[Exercise prompt]: Pick out every line in the material below that contains the word "current" and copy each one in full. Matching is case-sensitive.

**** Material for this exercise ****

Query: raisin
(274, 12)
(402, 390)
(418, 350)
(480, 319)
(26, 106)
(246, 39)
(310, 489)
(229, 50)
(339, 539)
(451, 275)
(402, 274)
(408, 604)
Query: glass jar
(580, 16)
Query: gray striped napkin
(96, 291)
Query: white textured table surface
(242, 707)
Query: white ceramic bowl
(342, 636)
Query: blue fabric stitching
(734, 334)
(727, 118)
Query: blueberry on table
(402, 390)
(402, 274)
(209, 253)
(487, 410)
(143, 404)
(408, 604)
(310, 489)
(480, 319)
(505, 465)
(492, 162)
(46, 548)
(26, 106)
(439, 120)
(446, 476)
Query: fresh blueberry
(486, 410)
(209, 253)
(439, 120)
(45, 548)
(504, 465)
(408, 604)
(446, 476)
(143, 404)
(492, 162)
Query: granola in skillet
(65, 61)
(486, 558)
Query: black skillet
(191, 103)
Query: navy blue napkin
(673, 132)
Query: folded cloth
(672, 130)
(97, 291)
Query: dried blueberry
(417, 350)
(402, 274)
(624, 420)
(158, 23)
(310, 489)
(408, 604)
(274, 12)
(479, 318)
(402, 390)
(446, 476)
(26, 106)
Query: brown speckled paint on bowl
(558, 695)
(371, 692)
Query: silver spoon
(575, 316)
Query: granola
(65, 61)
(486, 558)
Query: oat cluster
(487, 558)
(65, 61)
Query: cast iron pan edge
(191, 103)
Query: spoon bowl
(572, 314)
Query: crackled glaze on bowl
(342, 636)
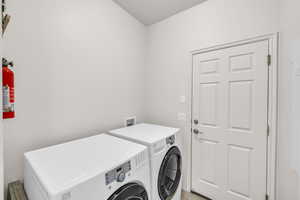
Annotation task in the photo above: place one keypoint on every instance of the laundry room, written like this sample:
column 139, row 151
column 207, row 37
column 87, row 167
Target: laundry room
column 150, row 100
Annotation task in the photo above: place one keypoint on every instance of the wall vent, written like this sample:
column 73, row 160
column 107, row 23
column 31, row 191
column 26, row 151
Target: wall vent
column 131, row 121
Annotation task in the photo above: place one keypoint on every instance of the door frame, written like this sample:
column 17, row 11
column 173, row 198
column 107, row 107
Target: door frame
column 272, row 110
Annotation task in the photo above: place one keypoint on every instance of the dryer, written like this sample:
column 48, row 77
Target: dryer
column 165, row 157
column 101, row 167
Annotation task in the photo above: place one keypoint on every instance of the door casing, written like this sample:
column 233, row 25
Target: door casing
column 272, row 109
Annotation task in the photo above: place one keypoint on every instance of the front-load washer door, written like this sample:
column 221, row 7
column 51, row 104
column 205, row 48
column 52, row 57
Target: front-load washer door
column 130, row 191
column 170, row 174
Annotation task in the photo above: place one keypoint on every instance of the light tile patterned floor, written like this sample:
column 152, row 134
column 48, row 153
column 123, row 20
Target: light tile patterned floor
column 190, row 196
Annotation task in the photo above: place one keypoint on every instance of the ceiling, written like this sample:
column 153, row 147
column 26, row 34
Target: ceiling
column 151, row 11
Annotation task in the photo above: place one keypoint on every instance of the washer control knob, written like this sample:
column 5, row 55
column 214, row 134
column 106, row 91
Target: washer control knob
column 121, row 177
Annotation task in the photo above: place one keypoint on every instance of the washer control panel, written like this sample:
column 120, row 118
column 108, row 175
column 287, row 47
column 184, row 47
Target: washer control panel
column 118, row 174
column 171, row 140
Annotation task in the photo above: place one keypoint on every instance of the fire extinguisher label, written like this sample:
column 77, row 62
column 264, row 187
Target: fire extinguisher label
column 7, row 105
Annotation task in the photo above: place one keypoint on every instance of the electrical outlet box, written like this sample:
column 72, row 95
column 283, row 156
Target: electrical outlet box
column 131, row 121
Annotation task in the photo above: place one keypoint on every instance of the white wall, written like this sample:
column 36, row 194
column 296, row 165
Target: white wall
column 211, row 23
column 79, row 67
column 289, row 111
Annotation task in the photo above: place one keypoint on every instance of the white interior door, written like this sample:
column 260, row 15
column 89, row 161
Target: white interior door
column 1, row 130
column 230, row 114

****
**** Material for this exercise ****

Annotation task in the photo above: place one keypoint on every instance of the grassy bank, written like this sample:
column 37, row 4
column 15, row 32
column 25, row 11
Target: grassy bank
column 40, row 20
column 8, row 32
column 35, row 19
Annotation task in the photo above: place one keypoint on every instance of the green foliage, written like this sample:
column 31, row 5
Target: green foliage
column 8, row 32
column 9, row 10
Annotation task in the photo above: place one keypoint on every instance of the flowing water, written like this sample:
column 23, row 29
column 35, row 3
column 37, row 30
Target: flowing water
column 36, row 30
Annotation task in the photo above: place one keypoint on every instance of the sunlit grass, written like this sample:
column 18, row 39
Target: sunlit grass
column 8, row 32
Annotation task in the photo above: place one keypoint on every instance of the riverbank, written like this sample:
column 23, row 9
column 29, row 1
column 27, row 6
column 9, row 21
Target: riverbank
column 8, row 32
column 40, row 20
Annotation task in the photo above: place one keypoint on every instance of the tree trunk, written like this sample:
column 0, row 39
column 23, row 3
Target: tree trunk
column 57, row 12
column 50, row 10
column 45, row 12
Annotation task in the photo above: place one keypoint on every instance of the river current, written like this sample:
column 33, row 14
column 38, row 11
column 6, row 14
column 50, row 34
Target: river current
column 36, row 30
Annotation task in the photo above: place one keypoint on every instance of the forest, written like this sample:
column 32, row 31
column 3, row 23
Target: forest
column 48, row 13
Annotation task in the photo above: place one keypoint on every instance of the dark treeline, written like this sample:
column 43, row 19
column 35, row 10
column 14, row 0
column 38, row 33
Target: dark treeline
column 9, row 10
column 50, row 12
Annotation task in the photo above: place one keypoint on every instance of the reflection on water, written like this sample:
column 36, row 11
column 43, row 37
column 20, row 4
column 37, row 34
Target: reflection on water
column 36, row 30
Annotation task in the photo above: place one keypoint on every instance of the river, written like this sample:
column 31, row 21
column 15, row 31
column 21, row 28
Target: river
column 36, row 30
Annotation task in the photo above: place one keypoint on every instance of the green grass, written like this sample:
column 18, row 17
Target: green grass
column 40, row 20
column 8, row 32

****

[Exercise answer]:
Annotation task in the photo above: place one keypoint on every instance of the river current, written like this sample:
Target: river current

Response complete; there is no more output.